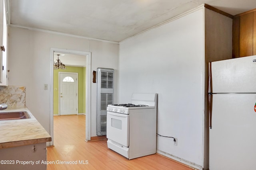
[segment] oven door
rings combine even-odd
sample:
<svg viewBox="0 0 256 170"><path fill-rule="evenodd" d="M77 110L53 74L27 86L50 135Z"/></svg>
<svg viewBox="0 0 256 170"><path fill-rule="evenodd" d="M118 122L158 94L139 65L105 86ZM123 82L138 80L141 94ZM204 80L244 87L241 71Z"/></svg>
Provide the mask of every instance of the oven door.
<svg viewBox="0 0 256 170"><path fill-rule="evenodd" d="M107 138L129 147L129 115L107 112Z"/></svg>

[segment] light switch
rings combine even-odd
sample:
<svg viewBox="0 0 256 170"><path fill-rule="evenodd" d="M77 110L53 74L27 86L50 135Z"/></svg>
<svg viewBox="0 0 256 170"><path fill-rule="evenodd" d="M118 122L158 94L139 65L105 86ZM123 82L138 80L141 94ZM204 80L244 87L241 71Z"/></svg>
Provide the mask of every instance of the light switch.
<svg viewBox="0 0 256 170"><path fill-rule="evenodd" d="M44 84L44 90L48 89L48 84Z"/></svg>

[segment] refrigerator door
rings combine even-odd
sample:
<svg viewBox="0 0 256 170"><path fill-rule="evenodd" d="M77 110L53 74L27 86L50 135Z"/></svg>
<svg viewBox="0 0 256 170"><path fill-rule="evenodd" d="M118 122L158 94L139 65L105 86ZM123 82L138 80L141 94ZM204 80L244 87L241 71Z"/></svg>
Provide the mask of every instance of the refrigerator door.
<svg viewBox="0 0 256 170"><path fill-rule="evenodd" d="M212 93L256 92L256 55L212 62Z"/></svg>
<svg viewBox="0 0 256 170"><path fill-rule="evenodd" d="M213 95L210 170L255 169L256 94Z"/></svg>

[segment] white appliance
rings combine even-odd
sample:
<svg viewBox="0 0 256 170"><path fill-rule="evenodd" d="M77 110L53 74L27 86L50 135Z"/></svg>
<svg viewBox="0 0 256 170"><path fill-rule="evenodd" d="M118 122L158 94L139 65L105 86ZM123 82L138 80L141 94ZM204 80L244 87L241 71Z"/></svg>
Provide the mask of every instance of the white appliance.
<svg viewBox="0 0 256 170"><path fill-rule="evenodd" d="M209 169L255 169L256 56L209 68Z"/></svg>
<svg viewBox="0 0 256 170"><path fill-rule="evenodd" d="M108 105L108 147L129 159L156 152L156 94L134 93L132 104Z"/></svg>

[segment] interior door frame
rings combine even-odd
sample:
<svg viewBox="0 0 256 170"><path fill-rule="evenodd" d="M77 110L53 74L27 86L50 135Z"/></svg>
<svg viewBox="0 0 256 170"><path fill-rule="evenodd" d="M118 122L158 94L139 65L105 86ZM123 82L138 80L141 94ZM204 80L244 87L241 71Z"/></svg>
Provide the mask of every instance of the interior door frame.
<svg viewBox="0 0 256 170"><path fill-rule="evenodd" d="M47 146L52 146L54 145L54 135L53 134L53 62L54 55L55 52L62 53L67 54L72 54L78 55L82 55L86 56L86 88L85 97L86 100L86 133L85 140L86 141L91 140L91 53L87 51L79 51L72 50L68 49L62 49L56 48L51 48L50 56L50 113L51 116L50 117L50 135L52 137L52 141L47 143Z"/></svg>
<svg viewBox="0 0 256 170"><path fill-rule="evenodd" d="M61 72L60 71L58 72L58 79L59 80L59 90L58 90L58 95L59 95L59 102L58 102L58 107L59 107L59 111L58 111L58 115L60 115L60 74L62 73L64 74L74 74L76 75L76 114L78 114L78 72Z"/></svg>

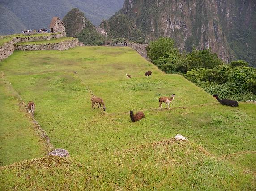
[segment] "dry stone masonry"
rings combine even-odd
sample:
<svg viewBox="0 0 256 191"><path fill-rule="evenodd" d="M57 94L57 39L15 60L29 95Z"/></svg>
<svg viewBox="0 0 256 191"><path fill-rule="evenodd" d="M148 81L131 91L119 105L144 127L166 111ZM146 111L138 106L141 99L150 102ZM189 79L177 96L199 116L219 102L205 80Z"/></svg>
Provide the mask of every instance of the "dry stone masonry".
<svg viewBox="0 0 256 191"><path fill-rule="evenodd" d="M19 42L31 41L49 41L52 38L60 38L63 37L63 35L62 34L57 33L51 34L49 35L40 36L38 37L16 37L14 38L14 41L15 43L18 43Z"/></svg>
<svg viewBox="0 0 256 191"><path fill-rule="evenodd" d="M14 46L13 39L0 46L0 61L12 55L14 51Z"/></svg>
<svg viewBox="0 0 256 191"><path fill-rule="evenodd" d="M127 46L136 50L141 56L146 59L149 60L147 54L147 50L146 50L146 48L148 46L147 44L129 42L127 43Z"/></svg>
<svg viewBox="0 0 256 191"><path fill-rule="evenodd" d="M64 50L71 48L74 48L79 46L78 40L77 38L72 40L67 40L58 43L46 43L30 45L14 45L15 50L23 51L31 50Z"/></svg>
<svg viewBox="0 0 256 191"><path fill-rule="evenodd" d="M68 151L63 149L56 149L49 153L47 155L60 157L68 157L70 156Z"/></svg>

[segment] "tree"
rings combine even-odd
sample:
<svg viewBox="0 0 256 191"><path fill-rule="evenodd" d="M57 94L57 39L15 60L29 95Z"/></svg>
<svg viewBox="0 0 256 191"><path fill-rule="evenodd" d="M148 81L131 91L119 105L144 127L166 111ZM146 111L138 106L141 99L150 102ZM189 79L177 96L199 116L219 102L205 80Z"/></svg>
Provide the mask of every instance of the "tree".
<svg viewBox="0 0 256 191"><path fill-rule="evenodd" d="M174 41L170 38L160 38L151 41L147 48L148 57L154 61L164 54L173 55L179 54L178 49L174 47ZM165 57L166 58L166 55Z"/></svg>

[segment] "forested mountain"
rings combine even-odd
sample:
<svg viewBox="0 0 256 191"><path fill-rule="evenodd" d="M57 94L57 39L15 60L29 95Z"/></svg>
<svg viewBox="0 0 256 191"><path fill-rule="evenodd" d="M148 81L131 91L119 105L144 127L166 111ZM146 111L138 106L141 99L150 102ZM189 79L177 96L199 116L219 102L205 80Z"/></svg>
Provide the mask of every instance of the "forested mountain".
<svg viewBox="0 0 256 191"><path fill-rule="evenodd" d="M23 29L47 28L54 16L62 19L73 8L79 8L95 25L119 10L124 0L0 0L0 34Z"/></svg>
<svg viewBox="0 0 256 191"><path fill-rule="evenodd" d="M171 37L180 50L211 47L227 62L244 59L256 66L255 0L125 0L118 14L127 16L146 41Z"/></svg>

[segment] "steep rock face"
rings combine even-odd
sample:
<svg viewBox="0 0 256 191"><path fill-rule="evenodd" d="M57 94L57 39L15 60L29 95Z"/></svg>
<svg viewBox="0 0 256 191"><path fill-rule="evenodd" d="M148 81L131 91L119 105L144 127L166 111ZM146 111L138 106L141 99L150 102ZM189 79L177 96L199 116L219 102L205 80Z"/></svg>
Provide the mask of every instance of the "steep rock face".
<svg viewBox="0 0 256 191"><path fill-rule="evenodd" d="M246 29L251 29L250 35L256 33L256 4L253 0L126 0L120 12L128 16L149 40L171 37L180 50L187 51L210 47L230 62L241 58L234 50L239 46L231 42L236 25L242 22L246 26L240 29L243 37ZM240 42L238 49L244 45Z"/></svg>
<svg viewBox="0 0 256 191"><path fill-rule="evenodd" d="M65 25L67 36L74 37L84 29L88 22L85 15L77 8L73 8L64 17L62 21Z"/></svg>

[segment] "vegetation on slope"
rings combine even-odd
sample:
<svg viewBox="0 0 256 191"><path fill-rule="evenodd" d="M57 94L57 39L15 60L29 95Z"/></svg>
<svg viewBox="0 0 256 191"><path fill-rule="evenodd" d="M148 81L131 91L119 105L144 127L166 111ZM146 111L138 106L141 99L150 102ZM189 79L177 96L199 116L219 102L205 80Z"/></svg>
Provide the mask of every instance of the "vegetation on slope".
==============================
Count the lines in the data above that contain the string "steep", treating uppercase and lowercase as distinct, and give only the number.

2